[Instruction]
Write out the following material line for line, keeping every character the same.

[Excerpts of location labeling material]
______________________________
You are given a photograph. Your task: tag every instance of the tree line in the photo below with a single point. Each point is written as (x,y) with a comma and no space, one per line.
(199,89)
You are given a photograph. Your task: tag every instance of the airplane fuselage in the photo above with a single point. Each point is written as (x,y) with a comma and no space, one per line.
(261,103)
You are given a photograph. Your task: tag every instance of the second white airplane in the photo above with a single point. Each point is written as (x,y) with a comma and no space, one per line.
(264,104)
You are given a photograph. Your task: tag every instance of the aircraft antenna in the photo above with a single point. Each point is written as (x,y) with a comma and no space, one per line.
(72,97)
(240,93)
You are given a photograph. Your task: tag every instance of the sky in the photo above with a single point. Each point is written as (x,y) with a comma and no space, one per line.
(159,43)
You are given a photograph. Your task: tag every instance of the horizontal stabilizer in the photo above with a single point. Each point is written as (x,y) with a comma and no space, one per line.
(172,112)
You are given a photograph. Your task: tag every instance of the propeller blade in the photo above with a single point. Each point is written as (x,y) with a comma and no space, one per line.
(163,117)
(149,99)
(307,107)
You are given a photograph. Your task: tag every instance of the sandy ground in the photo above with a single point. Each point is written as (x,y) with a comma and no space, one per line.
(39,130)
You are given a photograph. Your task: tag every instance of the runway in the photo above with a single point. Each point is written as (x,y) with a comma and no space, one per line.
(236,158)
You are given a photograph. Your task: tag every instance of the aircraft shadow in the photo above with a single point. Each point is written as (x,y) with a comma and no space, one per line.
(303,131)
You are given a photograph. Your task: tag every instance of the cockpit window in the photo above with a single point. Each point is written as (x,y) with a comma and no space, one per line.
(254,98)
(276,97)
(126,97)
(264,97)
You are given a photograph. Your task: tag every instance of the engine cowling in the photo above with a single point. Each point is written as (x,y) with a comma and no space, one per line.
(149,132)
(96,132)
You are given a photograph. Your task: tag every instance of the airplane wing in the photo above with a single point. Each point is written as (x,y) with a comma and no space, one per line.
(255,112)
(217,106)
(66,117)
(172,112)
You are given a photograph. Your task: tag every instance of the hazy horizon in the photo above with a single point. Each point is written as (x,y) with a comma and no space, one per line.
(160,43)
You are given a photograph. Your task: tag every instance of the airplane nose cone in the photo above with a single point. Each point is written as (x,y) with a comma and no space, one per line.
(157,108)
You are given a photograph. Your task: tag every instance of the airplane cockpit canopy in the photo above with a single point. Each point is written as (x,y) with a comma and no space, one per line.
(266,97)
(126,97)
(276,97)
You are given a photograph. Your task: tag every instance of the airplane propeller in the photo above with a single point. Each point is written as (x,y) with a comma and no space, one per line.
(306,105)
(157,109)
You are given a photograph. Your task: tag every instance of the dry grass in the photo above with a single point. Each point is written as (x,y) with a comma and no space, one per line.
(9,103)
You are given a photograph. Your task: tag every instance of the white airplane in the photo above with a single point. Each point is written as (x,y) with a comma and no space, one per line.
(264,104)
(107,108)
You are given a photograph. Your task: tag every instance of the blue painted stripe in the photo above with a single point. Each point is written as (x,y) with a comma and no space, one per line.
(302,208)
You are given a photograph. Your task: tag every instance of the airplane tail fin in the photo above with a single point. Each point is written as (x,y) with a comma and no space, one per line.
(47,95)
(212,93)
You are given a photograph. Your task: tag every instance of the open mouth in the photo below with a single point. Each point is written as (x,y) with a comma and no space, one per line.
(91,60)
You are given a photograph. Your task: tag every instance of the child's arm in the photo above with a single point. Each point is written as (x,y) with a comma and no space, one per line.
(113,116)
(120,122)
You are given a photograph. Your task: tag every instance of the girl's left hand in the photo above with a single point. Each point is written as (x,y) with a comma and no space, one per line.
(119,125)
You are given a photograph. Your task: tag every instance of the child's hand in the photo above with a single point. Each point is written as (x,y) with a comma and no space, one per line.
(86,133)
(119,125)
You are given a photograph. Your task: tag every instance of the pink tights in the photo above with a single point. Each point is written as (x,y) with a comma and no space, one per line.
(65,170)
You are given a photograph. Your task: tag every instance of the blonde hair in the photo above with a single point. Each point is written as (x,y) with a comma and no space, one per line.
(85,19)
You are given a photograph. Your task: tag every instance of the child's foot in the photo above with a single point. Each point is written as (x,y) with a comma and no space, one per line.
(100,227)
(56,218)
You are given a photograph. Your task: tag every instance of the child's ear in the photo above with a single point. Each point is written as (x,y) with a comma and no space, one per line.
______________________________
[The reply]
You are given a photograph. Your task: tag every instance of the tree line in the photo below with a single point. Each point is written as (x,y) with a comma and no space, one per line.
(199,89)
You are given a photograph. Your task: tag every instance of the airplane fuselage in the photo above with a single point. Each point is written as (x,y) with a comma and no space, one per line.
(261,103)
You are given a photograph. Your task: tag every instance of the second white airplane in the photo above with a single point. Each point is written as (x,y) with a comma and no space, one per line.
(264,104)
You are given a photograph. Your task: tag every instance of the aircraft antenna in the photo above with a single point. Each point is written as (x,y) with a comma and no space, one per line.
(72,97)
(240,93)
You are given a photograph. Your task: tag every instance of the sky in the photo above with a single point. Each point is written as (x,y) with a comma and no space, one per line.
(159,43)
You are given a photograph. Your task: tag every instance of the horizontal stabilizer in the photo above with a single point. Each point is written as (x,y) with a comma and no space, one per line.
(172,112)
You are given a photograph. Your task: tag every instance of the propeller blade in the photo above with a single point. Each point is written as (x,y) with a comma and no space, one per line.
(163,117)
(149,99)
(307,107)
You are given a photograph. Your task: tag every instance of the sandy ground in the photo above with a single point. Each point is written as (x,y) with a comma and no space, one per line.
(39,130)
You are given a photograph. Your task: tag every instance of the runway in the photo above with a single point. Each point is written as (x,y) with a comma and no space, one per line.
(236,158)
You are given a photograph. Your task: tag every instance of the aircraft shadow in the photo above with a single point. Each point is written as (x,y) with a comma and no space, one per line.
(303,131)
You are given a photograph. Your task: tag every instance of the cockpit window in the photo above with a single point. Each point is written as (x,y) with a comma and no space, one per line.
(254,98)
(276,97)
(126,97)
(264,97)
You are given a photograph. Your task: tag every instance of the engine cowling in the photo above with a single point. Each point is written as (x,y) with a comma and no space, one per line.
(149,132)
(96,132)
You are given a photograph. Your task: tag every instance of the airplane wing in the photo above with a single point. Each point is written as (x,y) with a comma and no space, one per line.
(255,112)
(217,106)
(66,117)
(172,112)
You are given a photograph. Your task: tag every instance of the hazy horizon in the photo above with a single point. Each point is written as (x,y) with a comma and no space, one per line.
(160,43)
You are given a photograph. Your task: tag every instance of the airplane nose cone in the photo above with a single point. Each point is written as (x,y) with a comma and no space, one per line.
(157,108)
You are given a photograph. Your task: tag every instance of the airplane cockpit canopy in the photo above with a single point. Each point is written as (x,y) with a comma and no space, one per line.
(266,97)
(126,97)
(276,97)
You are given a photograph. Your task: tag every instance of the airplane propeller in the photo above with a single point. Each point is written as (x,y) with a comma and no space, one per line.
(306,105)
(157,109)
You are given a photograph. Your task: tag every instance of the dry grass in the photo above with a single point. Each point is written as (x,y) with a comma and no space, one per line.
(9,103)
You are given a photograph. Your task: tag every instance of the white airplane in the photo above with a single point. Each point is written as (x,y) with a comma and no space, one per line.
(264,104)
(107,108)
You are given a photograph. Your task: tag every instance of the blue painted stripe in the photo above with a single point. Each point is written as (x,y) with a comma and no space, one per line.
(302,208)
You are given a photograph. Your task: tag every instance of the airplane tail fin in the photo above with a single point. Each point is written as (x,y) with a comma and no space, one per line.
(47,95)
(212,93)
You are given a photograph. Your task: tag every instance of the open mouth in the photo below with a single point. Each point is written as (x,y) with a comma and no space, one per line.
(91,60)
You are given a photograph. Your task: tag every instance of the child's arm in the photo above with a single point. Each point is written as (x,y) with a comma and no space, one per line.
(113,116)
(120,122)
You are given a photograph. Your task: tag every instance of the girl's left hand in the photo above with a single point. Each point is written as (x,y) with a comma and no space, one per line.
(119,125)
You are given a photograph. Your task: tag every instance of the child's hand in the photo above with a single point. Each point is written as (x,y) with a comma and no space, one per line.
(86,133)
(119,125)
You are given a photograph. Your task: tag every instance of the pink tights in the photo above with a single point. Each point is written as (x,y) with a comma and no space, one per line.
(65,170)
You are given a photograph. Your task: tag every instance of the blonde hair in the photo above with a single point. Each point is written as (x,y) with a comma and no space, one per line.
(85,19)
You are given a photograph. Your task: tag every instance of the child's foot in the photo above with a single point. Each point is written as (x,y) with a comma and no space, one per line.
(100,227)
(56,218)
You are given a photograph. Your task: tag every instance of the child's ear in the photo above with a single point. Each point is written as (x,y) with a comma and no space, one per line.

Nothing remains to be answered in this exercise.